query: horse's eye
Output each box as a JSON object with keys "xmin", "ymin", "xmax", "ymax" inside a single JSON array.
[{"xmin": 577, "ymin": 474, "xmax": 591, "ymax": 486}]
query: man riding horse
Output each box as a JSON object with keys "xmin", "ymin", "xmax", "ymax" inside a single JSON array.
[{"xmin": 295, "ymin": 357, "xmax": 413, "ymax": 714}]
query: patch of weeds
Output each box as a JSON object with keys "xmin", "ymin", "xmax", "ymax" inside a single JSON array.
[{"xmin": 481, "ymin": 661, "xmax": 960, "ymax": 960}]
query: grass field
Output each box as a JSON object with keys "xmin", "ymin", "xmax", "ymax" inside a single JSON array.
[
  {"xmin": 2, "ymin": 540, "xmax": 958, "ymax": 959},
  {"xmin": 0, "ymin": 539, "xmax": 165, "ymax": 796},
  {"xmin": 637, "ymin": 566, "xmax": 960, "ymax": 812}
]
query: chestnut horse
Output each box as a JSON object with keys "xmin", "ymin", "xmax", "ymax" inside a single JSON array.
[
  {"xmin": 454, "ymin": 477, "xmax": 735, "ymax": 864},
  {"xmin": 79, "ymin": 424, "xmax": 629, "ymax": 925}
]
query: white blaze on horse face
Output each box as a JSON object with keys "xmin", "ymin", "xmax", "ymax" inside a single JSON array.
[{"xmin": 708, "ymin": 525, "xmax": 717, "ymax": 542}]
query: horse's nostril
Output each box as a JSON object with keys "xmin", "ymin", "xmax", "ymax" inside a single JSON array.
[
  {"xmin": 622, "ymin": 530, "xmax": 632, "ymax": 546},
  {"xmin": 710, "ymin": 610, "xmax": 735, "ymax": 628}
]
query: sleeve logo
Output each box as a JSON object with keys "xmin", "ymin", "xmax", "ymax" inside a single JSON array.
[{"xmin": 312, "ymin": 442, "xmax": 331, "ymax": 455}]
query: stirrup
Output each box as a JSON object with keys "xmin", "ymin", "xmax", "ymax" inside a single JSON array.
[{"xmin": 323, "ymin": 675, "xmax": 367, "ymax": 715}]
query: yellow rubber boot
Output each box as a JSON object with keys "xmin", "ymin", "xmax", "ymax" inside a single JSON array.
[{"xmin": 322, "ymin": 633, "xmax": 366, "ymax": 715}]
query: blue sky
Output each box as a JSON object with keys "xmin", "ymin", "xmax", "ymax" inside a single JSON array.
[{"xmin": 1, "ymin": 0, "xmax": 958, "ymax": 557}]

- [Task goal]:
Every word of the data above should be given again, exactly as it stands.

- [Task output]:
query: horse's eye
Output each box as a JSON object with keys "xmin", "ymin", "xmax", "ymax" inside a single JSON array.
[{"xmin": 577, "ymin": 474, "xmax": 591, "ymax": 486}]
query: man riding horse
Output each box as a JSON object with keys "xmin", "ymin", "xmax", "ymax" inside a single JSON array.
[{"xmin": 295, "ymin": 357, "xmax": 413, "ymax": 714}]
query: patch of weeds
Output each box as a JSON object with keys "xmin", "ymin", "xmax", "ymax" inside a single JSON array.
[{"xmin": 481, "ymin": 661, "xmax": 960, "ymax": 960}]
query: grass field
Output each box as a JSON object with keys "xmin", "ymin", "xmax", "ymax" inside a single JSON array.
[
  {"xmin": 2, "ymin": 540, "xmax": 958, "ymax": 959},
  {"xmin": 0, "ymin": 539, "xmax": 165, "ymax": 796},
  {"xmin": 637, "ymin": 566, "xmax": 960, "ymax": 812}
]
query: chestnut horse
Output each box as a JSON object with keys "xmin", "ymin", "xmax", "ymax" inside a single JSON array.
[
  {"xmin": 454, "ymin": 477, "xmax": 735, "ymax": 864},
  {"xmin": 79, "ymin": 424, "xmax": 629, "ymax": 925}
]
query: white blaze on horse face
Output each box as a JSON object with keys "xmin", "ymin", "xmax", "ymax" inside a single JSON array.
[{"xmin": 708, "ymin": 525, "xmax": 717, "ymax": 542}]
query: horse's nostril
Output each box as a JSON object with keys "xmin", "ymin", "xmax", "ymax" inside a single JSON array.
[
  {"xmin": 622, "ymin": 530, "xmax": 632, "ymax": 546},
  {"xmin": 710, "ymin": 610, "xmax": 735, "ymax": 628}
]
query: sleeve logo
Output each box as a JSON object with keys "xmin", "ymin", "xmax", "ymax" inside a single JSON array.
[{"xmin": 312, "ymin": 442, "xmax": 331, "ymax": 455}]
query: stirrup
Output each box as a JSON object with keys "xmin", "ymin", "xmax", "ymax" inside a single JSON array.
[{"xmin": 323, "ymin": 675, "xmax": 367, "ymax": 715}]
query: yellow rubber boot
Output each box as a JSON object with keys "xmin", "ymin", "xmax", "ymax" inside a single JSON array.
[{"xmin": 322, "ymin": 633, "xmax": 366, "ymax": 715}]
query: blue sky
Output each box as a JSON object with keys "xmin", "ymin", "xmax", "ymax" inside a single JSON array.
[{"xmin": 1, "ymin": 0, "xmax": 958, "ymax": 557}]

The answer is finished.